Job ::
Starting with the line that contains "blue sky shown in this photo." and going on through the end of the rows, reproduce only those lines, requests included. Scale every point coordinate by 2.05, rounding each result to a whole number with halves rounded up.

[Object pointing dataset rows]

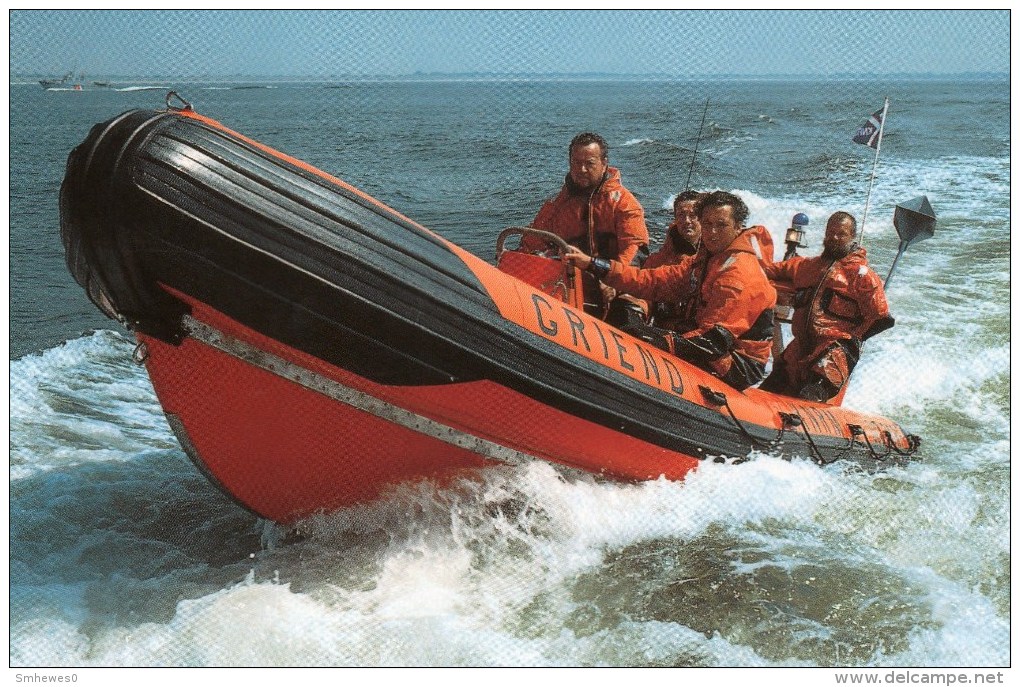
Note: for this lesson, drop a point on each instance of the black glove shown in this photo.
(715, 342)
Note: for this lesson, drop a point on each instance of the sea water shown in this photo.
(121, 553)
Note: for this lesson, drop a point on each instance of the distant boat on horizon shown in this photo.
(69, 83)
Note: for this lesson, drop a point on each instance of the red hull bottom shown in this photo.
(289, 435)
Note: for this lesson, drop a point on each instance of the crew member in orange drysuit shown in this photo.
(729, 328)
(593, 210)
(839, 303)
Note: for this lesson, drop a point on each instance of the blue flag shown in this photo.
(868, 134)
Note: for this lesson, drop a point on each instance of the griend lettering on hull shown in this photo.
(600, 342)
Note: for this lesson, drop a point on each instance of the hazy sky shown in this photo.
(321, 44)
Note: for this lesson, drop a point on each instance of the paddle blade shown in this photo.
(914, 220)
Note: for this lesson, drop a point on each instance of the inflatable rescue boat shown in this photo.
(312, 347)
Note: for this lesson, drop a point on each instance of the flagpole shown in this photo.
(874, 167)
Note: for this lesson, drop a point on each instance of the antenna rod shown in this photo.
(686, 187)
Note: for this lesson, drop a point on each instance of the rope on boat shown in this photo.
(719, 399)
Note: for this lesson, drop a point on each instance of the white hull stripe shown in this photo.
(350, 397)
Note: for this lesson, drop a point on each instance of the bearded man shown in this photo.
(839, 303)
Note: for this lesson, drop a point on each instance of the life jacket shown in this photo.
(606, 222)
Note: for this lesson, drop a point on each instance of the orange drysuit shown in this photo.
(838, 304)
(677, 314)
(606, 222)
(730, 316)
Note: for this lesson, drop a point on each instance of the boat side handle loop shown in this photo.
(548, 236)
(718, 399)
(185, 105)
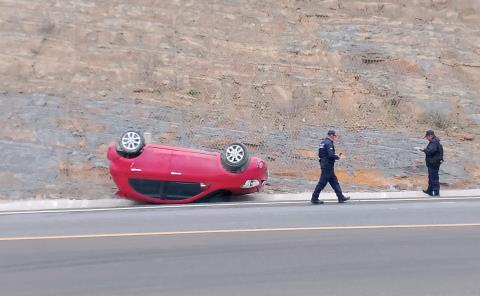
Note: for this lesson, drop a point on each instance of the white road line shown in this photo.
(232, 204)
(247, 230)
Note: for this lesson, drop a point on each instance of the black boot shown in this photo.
(316, 201)
(428, 192)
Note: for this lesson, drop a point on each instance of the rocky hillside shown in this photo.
(274, 74)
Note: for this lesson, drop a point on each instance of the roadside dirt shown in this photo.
(274, 74)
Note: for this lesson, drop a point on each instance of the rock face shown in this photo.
(274, 74)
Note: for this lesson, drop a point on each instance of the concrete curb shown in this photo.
(34, 205)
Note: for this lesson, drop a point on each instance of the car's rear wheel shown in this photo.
(235, 157)
(130, 144)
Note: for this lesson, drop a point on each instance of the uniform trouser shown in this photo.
(327, 176)
(433, 179)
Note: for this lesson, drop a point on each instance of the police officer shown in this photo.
(433, 158)
(326, 153)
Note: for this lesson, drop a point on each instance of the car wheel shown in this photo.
(235, 157)
(131, 143)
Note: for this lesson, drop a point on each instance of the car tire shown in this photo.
(130, 144)
(235, 157)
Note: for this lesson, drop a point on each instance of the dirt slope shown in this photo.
(274, 74)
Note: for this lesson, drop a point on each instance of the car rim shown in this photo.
(235, 154)
(131, 140)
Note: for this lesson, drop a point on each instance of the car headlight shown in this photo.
(250, 184)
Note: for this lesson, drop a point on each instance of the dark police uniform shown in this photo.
(433, 159)
(326, 153)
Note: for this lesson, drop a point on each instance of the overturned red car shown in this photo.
(165, 174)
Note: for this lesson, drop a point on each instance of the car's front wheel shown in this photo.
(235, 157)
(130, 144)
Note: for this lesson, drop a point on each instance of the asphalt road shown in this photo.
(383, 248)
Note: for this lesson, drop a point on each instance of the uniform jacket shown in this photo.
(434, 153)
(326, 153)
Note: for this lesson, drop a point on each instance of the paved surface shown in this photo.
(29, 205)
(373, 248)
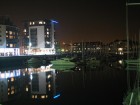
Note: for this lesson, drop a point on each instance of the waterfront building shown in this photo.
(9, 37)
(39, 37)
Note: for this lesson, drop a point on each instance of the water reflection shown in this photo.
(44, 85)
(29, 83)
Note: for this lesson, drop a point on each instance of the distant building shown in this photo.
(9, 37)
(39, 37)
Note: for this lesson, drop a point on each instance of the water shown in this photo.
(47, 86)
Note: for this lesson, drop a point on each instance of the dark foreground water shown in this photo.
(47, 86)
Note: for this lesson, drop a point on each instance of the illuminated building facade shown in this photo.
(39, 37)
(9, 85)
(43, 83)
(9, 37)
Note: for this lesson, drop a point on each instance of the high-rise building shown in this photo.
(9, 37)
(39, 37)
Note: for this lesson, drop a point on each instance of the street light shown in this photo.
(30, 44)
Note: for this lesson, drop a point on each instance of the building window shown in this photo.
(11, 37)
(24, 30)
(10, 32)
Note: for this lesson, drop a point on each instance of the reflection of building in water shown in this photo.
(42, 83)
(9, 85)
(9, 37)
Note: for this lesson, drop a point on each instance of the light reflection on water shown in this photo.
(45, 85)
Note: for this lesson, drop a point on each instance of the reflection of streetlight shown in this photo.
(30, 44)
(127, 32)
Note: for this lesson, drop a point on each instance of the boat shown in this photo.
(62, 64)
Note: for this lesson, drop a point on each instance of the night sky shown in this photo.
(79, 20)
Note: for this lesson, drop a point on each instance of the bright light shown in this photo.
(56, 96)
(54, 21)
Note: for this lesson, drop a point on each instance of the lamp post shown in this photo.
(30, 44)
(127, 34)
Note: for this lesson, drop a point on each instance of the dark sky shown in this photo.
(87, 20)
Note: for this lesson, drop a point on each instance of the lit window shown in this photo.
(33, 96)
(24, 30)
(46, 96)
(40, 22)
(10, 32)
(11, 37)
(43, 96)
(12, 79)
(11, 45)
(26, 89)
(12, 92)
(49, 76)
(47, 42)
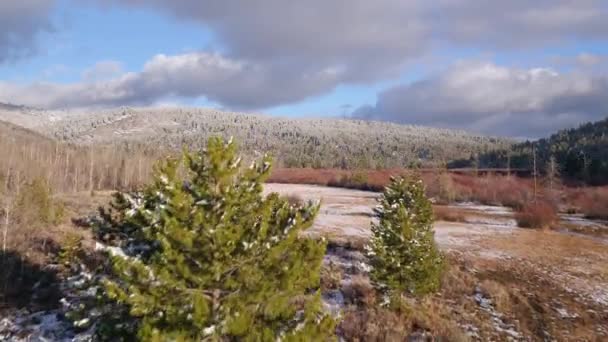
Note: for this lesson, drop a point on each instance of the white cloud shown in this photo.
(236, 83)
(20, 23)
(494, 99)
(103, 70)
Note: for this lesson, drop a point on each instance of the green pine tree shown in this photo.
(402, 250)
(210, 258)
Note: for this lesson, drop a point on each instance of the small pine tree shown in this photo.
(402, 249)
(209, 257)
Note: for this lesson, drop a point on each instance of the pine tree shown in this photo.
(209, 257)
(403, 252)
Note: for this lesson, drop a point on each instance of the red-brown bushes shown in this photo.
(592, 202)
(444, 187)
(536, 215)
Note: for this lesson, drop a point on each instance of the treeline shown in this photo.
(316, 143)
(65, 167)
(577, 154)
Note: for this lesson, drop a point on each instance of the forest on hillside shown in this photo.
(578, 154)
(316, 143)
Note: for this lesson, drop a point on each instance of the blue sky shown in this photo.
(478, 66)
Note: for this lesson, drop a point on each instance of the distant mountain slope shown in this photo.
(579, 154)
(296, 142)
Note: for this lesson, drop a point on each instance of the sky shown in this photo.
(510, 68)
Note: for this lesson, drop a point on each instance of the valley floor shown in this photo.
(503, 282)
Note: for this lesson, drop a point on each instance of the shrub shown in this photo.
(359, 291)
(331, 276)
(71, 250)
(536, 215)
(35, 206)
(209, 257)
(402, 249)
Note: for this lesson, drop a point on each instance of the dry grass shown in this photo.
(592, 202)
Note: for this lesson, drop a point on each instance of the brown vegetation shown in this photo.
(443, 213)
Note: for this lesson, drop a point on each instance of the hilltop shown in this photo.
(338, 143)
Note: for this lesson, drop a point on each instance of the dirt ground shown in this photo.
(504, 282)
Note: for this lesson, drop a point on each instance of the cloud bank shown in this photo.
(21, 21)
(489, 98)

Solved exercise ::
Note: for this lesson, drop a point on each instance of the blue sky shown in this photo.
(980, 135)
Note: for this lesson, drop a point on each instance of the distant mountain slope shown in this photo.
(1187, 316)
(607, 291)
Note: for this lesson, drop a point on each instance of the sky shown in this photo.
(1046, 139)
Note: for this lesson, drop a point on each instance of the valley floor shown in this photo.
(1031, 578)
Note: for this lesson, drop a point on each instance of the shrub shown in this photo.
(736, 597)
(679, 566)
(146, 513)
(1099, 441)
(72, 422)
(428, 527)
(824, 510)
Note: for this lesson, drop a point on each instance of the dry grass shown in this photo.
(1214, 414)
Note: for this lesson, drop a point on each instance of the brown vegetation shown in this photo.
(908, 437)
Note: for this lesson, drop a point on each instance of the hilltop shown in this photo.
(693, 293)
Note: for this lesson, drop a point on each instance of the dirt ground shown in this photo.
(1033, 578)
Note: for this lesson, drop a point on each instance of the cloud bank shown in this photo.
(43, 43)
(1002, 201)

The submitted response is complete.